:: DOCUMENT SECTION ::
There are three main divisions in the philosophy of ethics. Applied ethics is the most practical—it identifies wrong and right actions in various fields of human interest. Normative ethics doesn’t speak to specific actions, but it does try to develop a working framework by which actions can be deemed ethical or unethical. Metaethics is the study of ethics itself. It delves into the language, nature, motivation, and source of morality.
The two main schools of metaethics are cognitivism and non-cognitivism. Cognitivism studies the language of ethics. A statement that describes a moral characteristic (“war is bad”) has the same sentence structure as a statement about an object’s physical characteristics (“trees are leafy”). Cognitivism claims that this similarity is valid, because moral statements do describe moral conditions of things (although the judgment expressed in the statement may be wrong—war may not be bad, trees may have lost their leaves). Non-cognitivism insists that moral statements cannot describe true characteristics, because morality isn’t real. There is no moral truth to which language can refer. So, however much like a physical description it may resemble, a moral statement can only express emotion, preference, or some other subjective viewpoint.

:: THE DATA ::
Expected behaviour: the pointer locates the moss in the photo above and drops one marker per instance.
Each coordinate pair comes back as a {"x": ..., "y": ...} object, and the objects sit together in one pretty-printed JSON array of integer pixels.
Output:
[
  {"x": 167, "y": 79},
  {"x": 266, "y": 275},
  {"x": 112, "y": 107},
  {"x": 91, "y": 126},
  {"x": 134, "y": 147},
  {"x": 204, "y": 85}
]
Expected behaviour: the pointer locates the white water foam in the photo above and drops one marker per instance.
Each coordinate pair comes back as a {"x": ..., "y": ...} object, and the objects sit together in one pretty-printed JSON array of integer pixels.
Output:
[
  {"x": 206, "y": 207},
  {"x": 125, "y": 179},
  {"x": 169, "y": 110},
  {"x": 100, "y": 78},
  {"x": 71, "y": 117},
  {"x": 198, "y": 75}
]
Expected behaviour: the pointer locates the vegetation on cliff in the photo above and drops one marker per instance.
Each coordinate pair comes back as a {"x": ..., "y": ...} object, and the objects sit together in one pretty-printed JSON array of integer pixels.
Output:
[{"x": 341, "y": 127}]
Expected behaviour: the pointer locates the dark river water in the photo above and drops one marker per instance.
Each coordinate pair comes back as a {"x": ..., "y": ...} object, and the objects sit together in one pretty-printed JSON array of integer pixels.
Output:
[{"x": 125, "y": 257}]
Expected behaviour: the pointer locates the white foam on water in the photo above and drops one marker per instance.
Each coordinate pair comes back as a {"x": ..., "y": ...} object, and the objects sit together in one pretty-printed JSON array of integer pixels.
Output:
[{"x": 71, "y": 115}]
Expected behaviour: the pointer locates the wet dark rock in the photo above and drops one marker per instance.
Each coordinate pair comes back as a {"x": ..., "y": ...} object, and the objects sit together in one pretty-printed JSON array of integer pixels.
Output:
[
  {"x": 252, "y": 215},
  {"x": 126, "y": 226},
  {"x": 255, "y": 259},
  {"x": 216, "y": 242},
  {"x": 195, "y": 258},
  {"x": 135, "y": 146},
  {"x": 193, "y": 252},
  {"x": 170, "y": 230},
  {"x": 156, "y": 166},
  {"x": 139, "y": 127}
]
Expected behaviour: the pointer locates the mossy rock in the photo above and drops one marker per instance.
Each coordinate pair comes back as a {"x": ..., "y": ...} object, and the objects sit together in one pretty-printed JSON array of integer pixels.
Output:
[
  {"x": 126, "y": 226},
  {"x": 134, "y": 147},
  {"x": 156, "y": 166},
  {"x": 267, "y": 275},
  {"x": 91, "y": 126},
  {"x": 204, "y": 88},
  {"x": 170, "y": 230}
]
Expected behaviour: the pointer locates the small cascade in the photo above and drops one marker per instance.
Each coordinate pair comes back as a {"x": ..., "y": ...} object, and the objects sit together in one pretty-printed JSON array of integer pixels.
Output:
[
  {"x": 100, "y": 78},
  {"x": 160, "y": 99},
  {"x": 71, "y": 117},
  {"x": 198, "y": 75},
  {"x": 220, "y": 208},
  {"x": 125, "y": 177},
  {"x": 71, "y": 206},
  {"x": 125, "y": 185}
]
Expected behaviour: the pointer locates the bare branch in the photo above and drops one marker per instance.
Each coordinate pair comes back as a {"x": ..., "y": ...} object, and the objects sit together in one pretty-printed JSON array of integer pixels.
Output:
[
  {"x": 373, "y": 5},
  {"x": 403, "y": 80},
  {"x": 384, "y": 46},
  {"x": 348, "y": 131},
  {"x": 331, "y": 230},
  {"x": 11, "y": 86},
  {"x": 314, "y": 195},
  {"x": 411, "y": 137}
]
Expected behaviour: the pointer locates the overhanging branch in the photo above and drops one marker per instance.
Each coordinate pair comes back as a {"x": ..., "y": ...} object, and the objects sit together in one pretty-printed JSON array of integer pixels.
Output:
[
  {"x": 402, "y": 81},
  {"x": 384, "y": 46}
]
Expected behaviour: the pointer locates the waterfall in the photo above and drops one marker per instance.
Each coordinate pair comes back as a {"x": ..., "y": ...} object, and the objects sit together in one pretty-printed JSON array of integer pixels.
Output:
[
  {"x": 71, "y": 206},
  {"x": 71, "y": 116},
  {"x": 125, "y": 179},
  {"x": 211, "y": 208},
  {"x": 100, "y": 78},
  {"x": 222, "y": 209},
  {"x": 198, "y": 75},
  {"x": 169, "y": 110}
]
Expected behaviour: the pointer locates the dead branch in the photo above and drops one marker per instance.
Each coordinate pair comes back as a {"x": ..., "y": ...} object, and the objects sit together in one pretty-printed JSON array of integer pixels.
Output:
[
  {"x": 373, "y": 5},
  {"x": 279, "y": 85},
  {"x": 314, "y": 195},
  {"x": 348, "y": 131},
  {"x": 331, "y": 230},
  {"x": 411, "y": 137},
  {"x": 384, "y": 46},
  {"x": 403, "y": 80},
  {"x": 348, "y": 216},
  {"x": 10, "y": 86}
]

:: EXERCISE INSTRUCTIONS ::
Answer these about the ethics text:
(a) Which of the three divisions is called the most practical?
(b) What are the two main schools of metaethics?
(c) According to non-cognitivism, what can a moral statement only express?
Answer from the ethics text alone.

:: EXERCISE RESULT ::
(a) Applied ethics
(b) Cognitivism and non-cognitivism
(c) Emotion, preference, or some other subjective viewpoint